Text provided:
__________________________________________________
@API Exclusive with Kay Makishi

transcribed and edited by Albert David R. Valderrama (茨城県)

Third-year JET Programme Fukuoka CIR, Kay Makishi, talks to @API about her special relationship with Japan, her journey of self-discovery in Okinawa and Peru, and her goals as Chair of the AJET National Council.

Makishi in Peru
Makishi in Peru

Study Abroad in Toyko

I think the first time it hit me was when I studied abroad in Tokyo. When I came to Tokyo, I could understand Japanese, but I couldn’t really speak it. You know, people look at me, I’m Asian, and they expect me to speak fluent Japanese.

Makishi with cousin, aunt, and uncle while studying abroad in Tokyo.
Makishi with cousin, aunt, and uncle while studying abroad in Tokyo.

One time I couldn’t get my Suica card to go through, and the train attendant came over, and he just [started] yelling at me. I don’t know what he was saying because at that time, I didn’t really understand Japanese that well. I was just so frustrated because I just wanted to be like, “I don’t understand you. I’m sorry. I know I look Japanese, but I don’t understand Japanese.”

Because both my parents were from Japan, the way [people] reacted and just their surprise reaction [to] me not knowing Japanese kind of made me feel ashamed and just really embarrassed.

My first week, I was just in tears. But, for the first time, I felt like I started to understand. I developed a sense of appreciation for my parents for the very first time. I think [about] all the struggles that they went through immigrating, moving from Japan to America, not knowing the language, having to find a job, having to raise kids, just daily tasks, you know, with not knowing the language.

Okinawa and Peru

While I was working, I got a full scholarship to study in Okinawa for a year, where both my parents are from. I really got in touch with my roots, met my relatives for the first time. I met eighty to ninety of them.

It wouldn’t be an exaggeration to say that I felt overwhelmed with the sense of, “Wow, I’m in the right place at the right time, right now. And I’m so meant to be here.” It was just really powerful to just know where I came from.

Makishi with relatives while studying abroad in Okinawa.
Makishi with relatives while studying abroad in Okinawa.
Makishi at a traditional tea ceremony while studying in Okinawa.
Makishi at a traditional tea ceremony while studying in Okinawa.

I went and visited my “butsudan” (Buddhist altar). It had this huge family tree. Literally, it’s a huge document. And there’s a published book of my family’s heritage. In this, I saw that a lot of my relatives…there was a section that was “Overseas Immigrants,” and South America and America, and then Peru, Bolivia, Brazil.

That inspired me to search a little bit deeper [about] my cultural heritage. So after Okinawa, I actually backpacked South America for 3 and a half months. And I went to Peru with the aim of finding my distant relatives that immigrated there before WWII. And I put in an article in the Japanese Peruvian newsletter. And I also searched the Lima public phone book.

There [were] about 15 Makishis, and so with my Peruvian friend, we called every single one, and we asked them, sort of a really quick self introduction: “My name is Kay. My parents are originally from Okinawa. We’re from Okinawa City, where my parents are from, blah, blah, blah.”

I told them that I’m searching for my distant relatives, “Do you…Are you my relative? Do you think you might be my relative?”

And then we found somebody that kind of matched the description, and I was like, “Great. Would you be willing to meet me?” And they’re like, “Sure.”
__________________________________________________
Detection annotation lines
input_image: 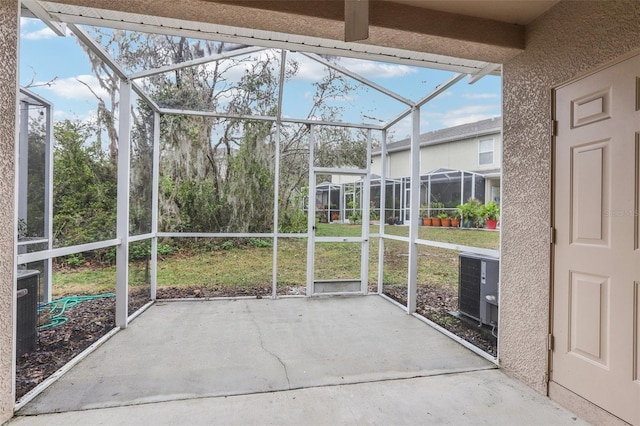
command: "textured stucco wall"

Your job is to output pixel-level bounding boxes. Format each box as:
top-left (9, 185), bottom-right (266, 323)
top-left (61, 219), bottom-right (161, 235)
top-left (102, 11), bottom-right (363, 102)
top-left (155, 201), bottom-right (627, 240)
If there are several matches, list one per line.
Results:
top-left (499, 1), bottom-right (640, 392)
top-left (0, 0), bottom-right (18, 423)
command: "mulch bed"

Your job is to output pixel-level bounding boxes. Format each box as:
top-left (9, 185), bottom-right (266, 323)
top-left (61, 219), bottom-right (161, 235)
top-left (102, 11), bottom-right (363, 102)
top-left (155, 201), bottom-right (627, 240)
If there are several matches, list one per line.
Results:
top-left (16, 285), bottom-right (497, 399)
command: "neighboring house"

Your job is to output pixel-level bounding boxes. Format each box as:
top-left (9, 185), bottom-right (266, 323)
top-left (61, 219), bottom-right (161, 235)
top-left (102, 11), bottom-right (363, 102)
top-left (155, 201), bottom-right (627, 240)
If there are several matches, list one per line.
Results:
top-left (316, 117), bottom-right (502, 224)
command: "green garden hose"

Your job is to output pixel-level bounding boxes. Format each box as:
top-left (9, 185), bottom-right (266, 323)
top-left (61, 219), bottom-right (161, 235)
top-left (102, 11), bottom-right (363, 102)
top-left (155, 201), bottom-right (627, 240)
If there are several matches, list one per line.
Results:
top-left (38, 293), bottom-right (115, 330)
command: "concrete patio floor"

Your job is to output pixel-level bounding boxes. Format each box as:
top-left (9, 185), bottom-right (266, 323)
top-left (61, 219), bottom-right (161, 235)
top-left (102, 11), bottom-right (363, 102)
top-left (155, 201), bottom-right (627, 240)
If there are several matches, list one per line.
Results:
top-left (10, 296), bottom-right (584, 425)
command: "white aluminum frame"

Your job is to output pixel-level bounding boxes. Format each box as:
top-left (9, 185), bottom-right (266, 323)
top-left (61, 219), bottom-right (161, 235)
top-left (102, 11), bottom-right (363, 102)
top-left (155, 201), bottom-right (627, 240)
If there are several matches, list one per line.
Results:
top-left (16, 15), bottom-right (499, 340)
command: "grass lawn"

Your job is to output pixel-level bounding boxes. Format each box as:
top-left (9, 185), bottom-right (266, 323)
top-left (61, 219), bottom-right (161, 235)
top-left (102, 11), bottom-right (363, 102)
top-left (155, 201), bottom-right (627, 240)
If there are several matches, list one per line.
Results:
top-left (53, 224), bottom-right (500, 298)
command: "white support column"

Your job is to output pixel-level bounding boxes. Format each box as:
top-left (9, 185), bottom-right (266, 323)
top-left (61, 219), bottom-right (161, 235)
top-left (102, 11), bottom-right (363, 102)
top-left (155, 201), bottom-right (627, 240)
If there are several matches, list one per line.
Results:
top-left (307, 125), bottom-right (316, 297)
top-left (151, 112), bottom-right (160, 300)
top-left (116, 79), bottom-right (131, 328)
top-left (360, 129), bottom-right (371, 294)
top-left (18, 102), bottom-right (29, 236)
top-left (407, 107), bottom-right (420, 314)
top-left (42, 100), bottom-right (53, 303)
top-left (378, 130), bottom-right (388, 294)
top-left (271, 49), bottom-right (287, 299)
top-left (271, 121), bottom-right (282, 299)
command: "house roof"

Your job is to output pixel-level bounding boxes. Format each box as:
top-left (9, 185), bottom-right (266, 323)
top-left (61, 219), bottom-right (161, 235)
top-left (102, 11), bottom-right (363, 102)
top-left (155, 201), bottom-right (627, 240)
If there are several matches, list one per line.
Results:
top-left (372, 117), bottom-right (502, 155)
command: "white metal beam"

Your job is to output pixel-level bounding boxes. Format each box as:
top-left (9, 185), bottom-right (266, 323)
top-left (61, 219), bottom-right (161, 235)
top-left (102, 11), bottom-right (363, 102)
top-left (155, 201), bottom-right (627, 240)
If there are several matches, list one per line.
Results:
__________________________________________________
Exercise brief:
Please state how long Kay Makishi backpacked through South America after her year in Okinawa, according to the interview with her.

Final result:
Three and a half months.